According to the article about the court ruling, how many dispensaries were operating within Lansing city limits at the time of the ruling?

- **TEXT PROVIDED**
==========
Rave Radio: Offline (0/0)
Email: Password:
News (Media Awareness Project) - US MI: Edu: Court Ruling Continues To Conflict With City
Title:US MI: Edu: Court Ruling Continues To Conflict With City
Published On:2012-02-01
Source:State News, The (MI State U, MI Edu)
Fetched On:2012-02-04 06:00:45
COURT RULING CONTINUES TO CONFLICT WITH CITY INTEREST

After a court decision to ban medical marijuana dispensaries in
Michigan last fall, those involved with medical marijuana, city
officials and others continue to wonder what's next.

The Michigan Court of Appeals ruled commercial marijuana sales illegal
Aug. 24, 2011, rendering the practice of dispensaries in Michigan
unlawful. Medical marijuana still is legal in the state, but patients
are required to get medical marijuana directly from their caregivers
or grow it themselves because of the ruling.

No dispensaries ever were established in East Lansing -- only one
application for a medical marijuana dispensary was received before the
ruling, and it was denied by both the East Lansing Planning Commission
and the East Lansing City Council.

Lansing, however, was affected more by the change.

About 40 to 50 dispensaries were operating within Lansing city limits
at the time of the court ruling, and more applications for dispensary
locations were being processed, Lansing City Clerk Chris Swope said.

After the decision, the city sent dispensary owners a letter bringing
the ruling to their attention and advised them to shut down the
businesses or change business practice to fit the legal mold, Swope
said. He said he has heard a few dispensaries in the area managed to
stay afloat by changing their business model, but the vast majority of
dispensaries in Lansing closed in the wake of the ruling.
==========
- **PROVIDED INFORMATION**
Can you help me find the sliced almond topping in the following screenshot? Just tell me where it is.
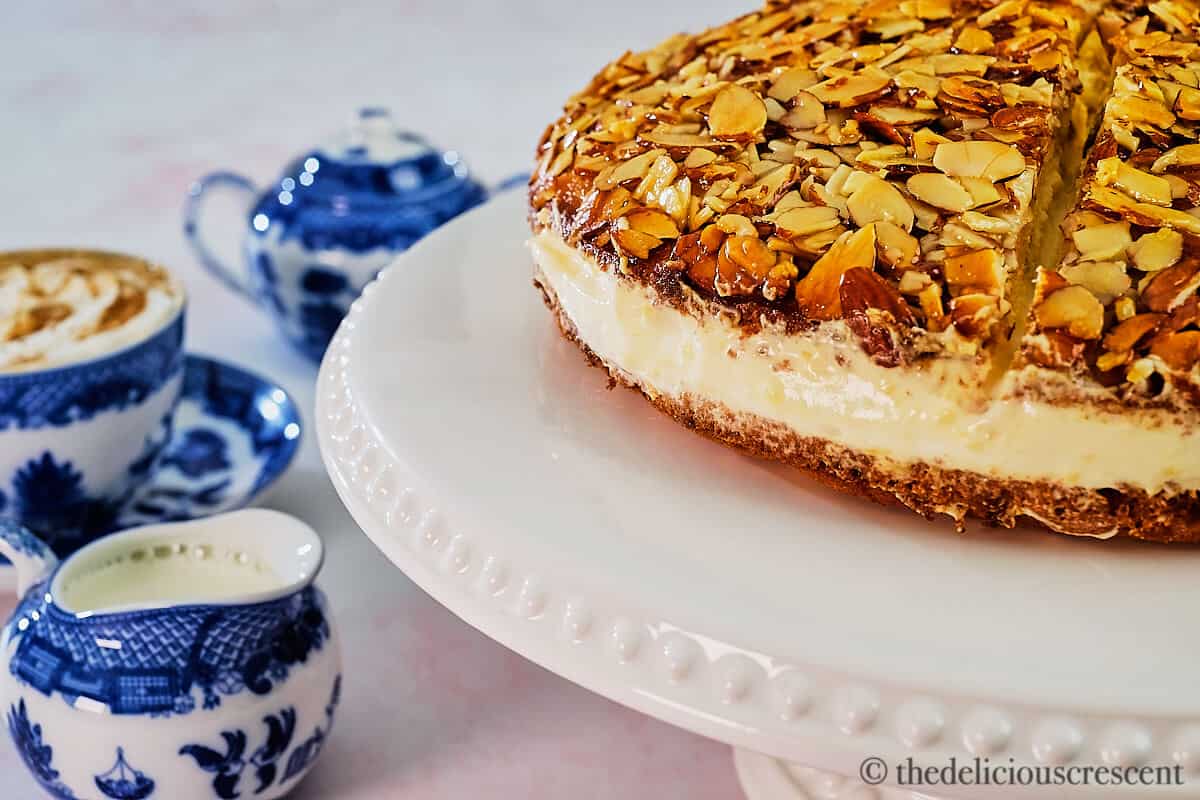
[625,209,679,239]
[900,270,934,295]
[612,228,662,259]
[809,73,892,108]
[708,84,767,140]
[875,221,928,271]
[959,178,1004,209]
[774,205,841,239]
[1129,228,1183,272]
[1105,95,1175,128]
[779,91,826,131]
[1096,156,1171,205]
[934,140,1025,181]
[907,173,974,213]
[1058,261,1133,306]
[767,67,817,103]
[595,150,666,191]
[1150,144,1200,173]
[1070,222,1133,261]
[950,293,1001,338]
[1141,259,1200,312]
[954,26,996,53]
[1034,287,1104,339]
[912,128,949,161]
[1104,314,1164,353]
[942,249,1004,293]
[796,225,875,320]
[846,175,913,230]
[1150,331,1200,372]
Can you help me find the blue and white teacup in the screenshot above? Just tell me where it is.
[0,249,185,563]
[0,510,342,800]
[184,108,487,361]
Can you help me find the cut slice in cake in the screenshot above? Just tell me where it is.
[530,0,1200,539]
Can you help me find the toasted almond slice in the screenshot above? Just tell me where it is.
[809,73,892,108]
[1141,259,1200,312]
[595,150,666,191]
[1096,156,1171,205]
[625,209,679,239]
[899,270,934,295]
[796,225,875,320]
[912,128,949,161]
[767,67,818,103]
[907,173,973,213]
[637,127,725,149]
[1150,144,1200,173]
[1105,94,1175,128]
[1034,285,1104,339]
[1104,314,1165,353]
[779,91,826,131]
[1129,228,1183,272]
[934,140,1025,181]
[954,25,996,53]
[846,175,913,230]
[612,228,662,258]
[1070,222,1133,261]
[708,84,767,139]
[1058,261,1133,306]
[959,178,1004,209]
[774,205,841,239]
[942,249,1004,293]
[875,221,920,271]
[1150,331,1200,371]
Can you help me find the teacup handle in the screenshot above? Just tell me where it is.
[0,519,59,597]
[184,173,258,301]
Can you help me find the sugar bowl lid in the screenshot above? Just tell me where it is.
[253,108,487,249]
[293,107,474,203]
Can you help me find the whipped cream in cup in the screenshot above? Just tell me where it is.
[0,251,184,374]
[0,249,186,556]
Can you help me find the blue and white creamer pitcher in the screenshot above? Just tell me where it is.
[184,108,487,361]
[0,510,342,800]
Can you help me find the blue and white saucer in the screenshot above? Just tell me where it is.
[0,355,301,575]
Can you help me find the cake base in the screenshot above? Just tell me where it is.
[534,265,1200,543]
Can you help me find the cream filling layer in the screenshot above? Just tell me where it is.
[530,231,1200,494]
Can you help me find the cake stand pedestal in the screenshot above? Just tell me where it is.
[317,196,1200,800]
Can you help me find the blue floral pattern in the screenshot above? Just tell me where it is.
[8,584,330,715]
[179,706,296,800]
[94,747,155,800]
[179,675,342,800]
[8,700,76,800]
[0,519,50,558]
[0,313,184,432]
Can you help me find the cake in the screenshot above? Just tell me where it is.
[529,0,1200,542]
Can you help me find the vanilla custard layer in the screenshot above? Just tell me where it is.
[530,231,1200,494]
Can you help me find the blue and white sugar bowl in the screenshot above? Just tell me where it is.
[184,108,487,361]
[0,510,342,800]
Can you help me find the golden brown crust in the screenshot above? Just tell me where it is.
[530,0,1093,362]
[1022,0,1200,408]
[534,260,1200,543]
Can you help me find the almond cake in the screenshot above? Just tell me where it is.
[529,0,1200,542]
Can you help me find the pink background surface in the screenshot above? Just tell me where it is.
[0,0,752,800]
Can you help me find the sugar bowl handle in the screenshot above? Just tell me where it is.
[184,173,258,301]
[0,519,59,597]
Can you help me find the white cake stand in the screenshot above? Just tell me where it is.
[317,190,1200,800]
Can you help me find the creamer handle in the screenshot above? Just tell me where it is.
[184,173,258,302]
[0,519,59,597]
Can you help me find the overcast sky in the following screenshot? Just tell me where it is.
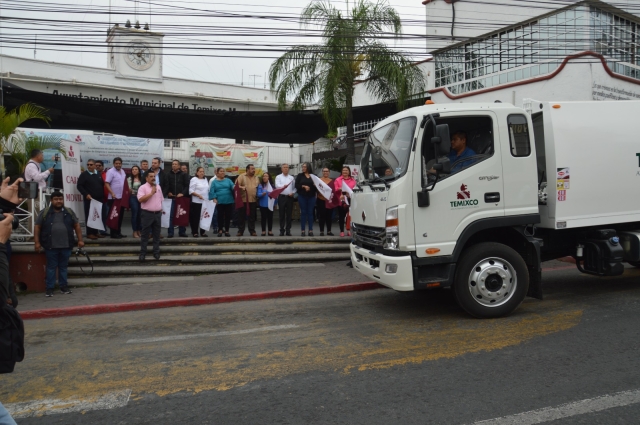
[0,0,608,87]
[0,0,440,86]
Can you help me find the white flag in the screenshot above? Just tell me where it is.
[342,180,353,196]
[267,181,276,211]
[311,174,333,199]
[160,199,172,229]
[85,199,104,232]
[200,201,216,230]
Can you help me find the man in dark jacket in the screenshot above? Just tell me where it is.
[33,192,84,297]
[160,159,189,238]
[78,159,104,239]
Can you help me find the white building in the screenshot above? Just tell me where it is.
[354,0,640,111]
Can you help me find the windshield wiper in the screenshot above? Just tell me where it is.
[367,176,391,189]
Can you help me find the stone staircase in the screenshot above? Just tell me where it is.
[28,236,350,286]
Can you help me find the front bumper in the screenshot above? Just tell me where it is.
[351,243,414,291]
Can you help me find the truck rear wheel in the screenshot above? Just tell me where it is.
[453,242,529,318]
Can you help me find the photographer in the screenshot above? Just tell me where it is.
[33,192,84,297]
[0,178,24,425]
[24,149,54,190]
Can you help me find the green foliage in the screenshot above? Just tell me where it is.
[269,0,425,161]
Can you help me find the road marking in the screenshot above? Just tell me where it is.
[4,390,131,419]
[127,325,298,344]
[473,390,640,425]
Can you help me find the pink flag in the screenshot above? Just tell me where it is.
[107,199,122,230]
[120,179,131,208]
[269,183,291,199]
[324,181,342,209]
[173,196,191,226]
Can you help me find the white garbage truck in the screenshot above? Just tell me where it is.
[350,99,640,318]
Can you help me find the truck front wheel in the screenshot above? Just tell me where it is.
[453,242,529,318]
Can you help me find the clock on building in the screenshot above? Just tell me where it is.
[124,41,156,71]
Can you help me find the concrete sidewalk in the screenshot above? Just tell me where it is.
[18,261,368,317]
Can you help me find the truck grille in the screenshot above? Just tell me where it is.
[352,223,386,248]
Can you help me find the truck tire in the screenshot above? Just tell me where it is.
[453,242,529,318]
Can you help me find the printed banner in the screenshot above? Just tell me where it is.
[160,199,173,229]
[60,140,85,226]
[200,201,216,231]
[85,199,105,232]
[29,131,164,171]
[189,142,267,176]
[173,196,191,227]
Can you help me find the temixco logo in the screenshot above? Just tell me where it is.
[450,183,478,208]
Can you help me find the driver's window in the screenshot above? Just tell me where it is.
[422,116,494,186]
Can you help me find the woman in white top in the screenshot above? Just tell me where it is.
[189,167,209,238]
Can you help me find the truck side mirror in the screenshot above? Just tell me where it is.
[431,124,451,157]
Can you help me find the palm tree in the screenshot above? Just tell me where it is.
[269,0,425,164]
[6,132,66,174]
[0,103,51,176]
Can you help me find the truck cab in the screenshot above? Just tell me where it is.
[350,103,640,317]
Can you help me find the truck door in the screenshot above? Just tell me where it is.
[413,111,504,257]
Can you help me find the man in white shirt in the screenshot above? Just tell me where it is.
[276,164,296,236]
[24,149,53,190]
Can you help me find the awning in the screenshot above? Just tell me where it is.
[3,81,396,143]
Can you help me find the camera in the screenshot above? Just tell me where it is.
[0,209,20,230]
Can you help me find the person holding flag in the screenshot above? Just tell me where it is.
[234,164,260,236]
[104,157,129,239]
[296,162,318,236]
[258,173,275,236]
[334,165,356,236]
[313,167,334,236]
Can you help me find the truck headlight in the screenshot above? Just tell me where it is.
[383,207,400,249]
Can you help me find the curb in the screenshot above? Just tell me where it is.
[20,282,384,320]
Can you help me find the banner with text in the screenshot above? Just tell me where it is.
[189,142,267,176]
[60,140,85,226]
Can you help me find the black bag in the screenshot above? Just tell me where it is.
[0,302,24,373]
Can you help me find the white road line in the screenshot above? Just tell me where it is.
[127,325,298,344]
[4,390,131,419]
[473,390,640,425]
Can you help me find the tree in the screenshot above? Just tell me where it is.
[0,103,51,176]
[269,0,425,164]
[6,132,66,179]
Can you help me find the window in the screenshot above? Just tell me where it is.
[507,115,531,157]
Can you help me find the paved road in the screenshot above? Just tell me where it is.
[0,268,640,425]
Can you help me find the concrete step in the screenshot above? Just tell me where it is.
[85,232,351,246]
[69,262,324,278]
[69,251,350,268]
[69,243,349,255]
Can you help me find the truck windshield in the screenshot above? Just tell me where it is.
[360,117,417,182]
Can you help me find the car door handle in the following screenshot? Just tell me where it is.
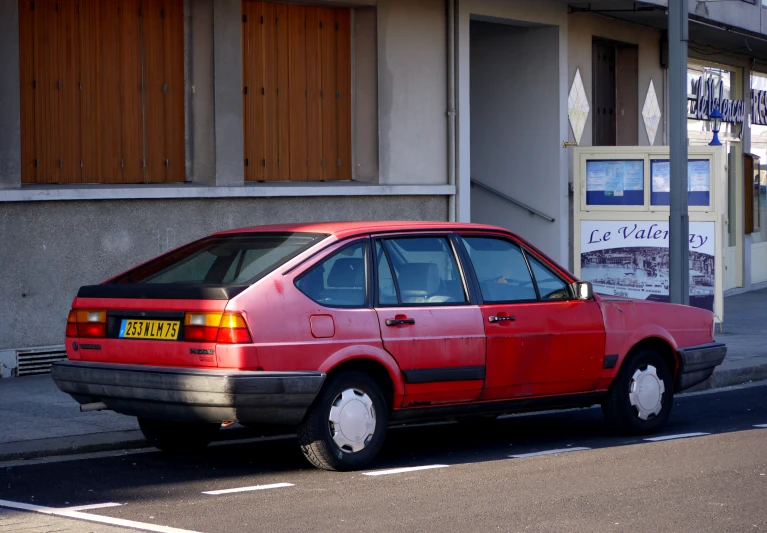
[487,316,516,322]
[386,318,415,326]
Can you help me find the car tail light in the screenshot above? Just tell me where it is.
[66,309,77,337]
[66,309,107,337]
[217,313,251,344]
[184,313,251,344]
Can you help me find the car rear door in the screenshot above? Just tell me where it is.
[462,234,605,400]
[373,233,485,407]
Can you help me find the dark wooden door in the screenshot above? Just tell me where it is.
[592,41,616,146]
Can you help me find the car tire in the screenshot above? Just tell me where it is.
[138,418,221,455]
[602,348,674,435]
[297,372,389,471]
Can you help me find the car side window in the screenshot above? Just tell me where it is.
[527,254,571,300]
[376,237,469,306]
[463,237,538,302]
[296,240,367,307]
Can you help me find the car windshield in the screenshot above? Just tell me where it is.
[111,233,327,285]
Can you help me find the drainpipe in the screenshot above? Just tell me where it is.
[445,0,458,222]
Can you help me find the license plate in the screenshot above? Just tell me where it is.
[119,319,179,341]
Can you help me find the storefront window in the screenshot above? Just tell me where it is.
[747,74,767,244]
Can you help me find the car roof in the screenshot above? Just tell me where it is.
[215,220,514,239]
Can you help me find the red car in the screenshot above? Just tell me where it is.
[53,222,726,470]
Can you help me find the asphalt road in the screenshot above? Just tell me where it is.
[0,383,767,533]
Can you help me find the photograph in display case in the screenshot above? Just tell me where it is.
[580,220,716,311]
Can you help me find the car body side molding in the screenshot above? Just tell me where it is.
[402,366,485,384]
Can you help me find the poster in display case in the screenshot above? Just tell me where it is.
[650,159,711,207]
[586,159,644,206]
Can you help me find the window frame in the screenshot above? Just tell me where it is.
[370,232,478,309]
[457,232,576,305]
[293,235,374,309]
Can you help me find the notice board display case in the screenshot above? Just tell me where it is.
[573,146,728,322]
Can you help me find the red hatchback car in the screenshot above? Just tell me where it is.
[53,222,726,470]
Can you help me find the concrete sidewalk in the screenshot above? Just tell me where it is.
[0,289,767,461]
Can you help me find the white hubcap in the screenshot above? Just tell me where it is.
[629,365,666,420]
[328,389,376,453]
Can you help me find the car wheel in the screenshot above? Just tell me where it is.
[138,418,221,454]
[602,349,674,435]
[298,372,389,471]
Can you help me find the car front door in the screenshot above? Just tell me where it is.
[374,234,485,407]
[462,235,605,400]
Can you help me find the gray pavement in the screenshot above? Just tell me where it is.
[0,384,767,533]
[0,289,767,460]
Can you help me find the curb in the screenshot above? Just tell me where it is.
[0,427,262,462]
[0,360,767,468]
[685,355,767,392]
==========
- **SOLVED PROBLEM**
About 40 to 50 dispensaries.